■ TASK PROMPT ■
Set down, word for word, every line of the listing below, starting with the one that contains "Query: unit emblem on wall" and ending with the final line. Include nothing else.

LISTED RECORDS Block Start

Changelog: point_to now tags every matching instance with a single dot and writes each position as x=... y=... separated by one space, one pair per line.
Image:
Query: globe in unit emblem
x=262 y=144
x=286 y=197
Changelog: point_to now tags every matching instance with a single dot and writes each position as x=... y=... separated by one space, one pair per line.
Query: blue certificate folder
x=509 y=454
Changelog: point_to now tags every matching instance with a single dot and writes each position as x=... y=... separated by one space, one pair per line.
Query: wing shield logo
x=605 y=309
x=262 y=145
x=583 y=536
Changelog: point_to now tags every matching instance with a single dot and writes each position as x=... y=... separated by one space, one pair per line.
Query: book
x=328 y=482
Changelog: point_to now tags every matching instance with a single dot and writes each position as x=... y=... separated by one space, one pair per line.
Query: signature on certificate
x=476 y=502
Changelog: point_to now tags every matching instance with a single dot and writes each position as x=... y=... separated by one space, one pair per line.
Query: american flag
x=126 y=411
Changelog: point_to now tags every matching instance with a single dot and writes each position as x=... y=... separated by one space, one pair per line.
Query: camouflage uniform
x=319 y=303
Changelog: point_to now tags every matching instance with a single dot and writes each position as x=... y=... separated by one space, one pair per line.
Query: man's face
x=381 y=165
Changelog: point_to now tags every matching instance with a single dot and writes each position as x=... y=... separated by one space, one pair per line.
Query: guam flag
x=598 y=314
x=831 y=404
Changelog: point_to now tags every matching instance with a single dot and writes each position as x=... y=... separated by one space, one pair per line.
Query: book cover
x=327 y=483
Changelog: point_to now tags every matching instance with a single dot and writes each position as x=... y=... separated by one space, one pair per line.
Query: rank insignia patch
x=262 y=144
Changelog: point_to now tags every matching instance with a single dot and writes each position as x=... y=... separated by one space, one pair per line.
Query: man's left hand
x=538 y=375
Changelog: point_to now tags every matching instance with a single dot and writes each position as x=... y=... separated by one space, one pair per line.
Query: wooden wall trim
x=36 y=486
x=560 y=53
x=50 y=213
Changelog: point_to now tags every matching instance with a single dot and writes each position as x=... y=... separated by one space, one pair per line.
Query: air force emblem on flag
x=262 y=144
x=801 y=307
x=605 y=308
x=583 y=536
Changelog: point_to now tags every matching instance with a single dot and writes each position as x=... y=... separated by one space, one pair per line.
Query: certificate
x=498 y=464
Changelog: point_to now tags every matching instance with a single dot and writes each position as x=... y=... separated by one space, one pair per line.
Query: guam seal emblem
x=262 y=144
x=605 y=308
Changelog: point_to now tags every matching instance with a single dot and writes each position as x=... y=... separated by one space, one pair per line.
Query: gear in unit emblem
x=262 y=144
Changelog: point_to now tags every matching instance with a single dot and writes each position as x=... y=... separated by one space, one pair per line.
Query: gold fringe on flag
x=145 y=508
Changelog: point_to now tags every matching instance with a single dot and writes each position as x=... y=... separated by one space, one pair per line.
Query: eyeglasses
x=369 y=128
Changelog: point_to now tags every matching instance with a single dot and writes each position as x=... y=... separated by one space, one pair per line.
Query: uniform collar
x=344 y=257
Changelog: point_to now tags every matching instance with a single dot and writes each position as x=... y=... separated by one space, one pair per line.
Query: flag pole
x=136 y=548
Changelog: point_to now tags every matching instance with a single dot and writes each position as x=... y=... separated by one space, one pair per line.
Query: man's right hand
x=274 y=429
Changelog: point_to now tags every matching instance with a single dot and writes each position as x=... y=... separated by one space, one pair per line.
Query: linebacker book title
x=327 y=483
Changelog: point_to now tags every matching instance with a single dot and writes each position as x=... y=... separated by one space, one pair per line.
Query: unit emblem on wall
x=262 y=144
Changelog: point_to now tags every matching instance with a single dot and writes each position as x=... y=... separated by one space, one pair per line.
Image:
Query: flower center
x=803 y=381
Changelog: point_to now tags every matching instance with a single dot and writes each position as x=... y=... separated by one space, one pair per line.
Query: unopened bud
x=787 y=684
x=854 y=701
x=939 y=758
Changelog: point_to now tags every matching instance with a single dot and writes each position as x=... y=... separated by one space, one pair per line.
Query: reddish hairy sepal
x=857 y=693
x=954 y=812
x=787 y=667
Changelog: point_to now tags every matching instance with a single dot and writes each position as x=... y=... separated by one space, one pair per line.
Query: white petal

LISTED RECORDS Block End

■ ANSWER TO THE EXERCISE ■
Query: unit emblem on wall
x=262 y=144
Changelog: point_to now tags every matching instance with a single dot and writes each position as x=... y=... separated by one space, one pair per line.
Image:
Query: flower center
x=803 y=381
Changelog: point_to now tags every matching instance with a single dot and writes each position as x=... y=... separated by one space, one pair per line.
Query: unopened bud
x=787 y=684
x=854 y=701
x=939 y=758
Changelog: point_to now tags every matching instance with a single dot and writes each position as x=... y=... separated by one space, one pair per line.
Query: reddish hairy sepal
x=857 y=693
x=954 y=812
x=787 y=667
Changelog: point_to now tags every matching instance with a single dot and writes each position as x=... y=... separated by one space, one pair per line.
Query: white petal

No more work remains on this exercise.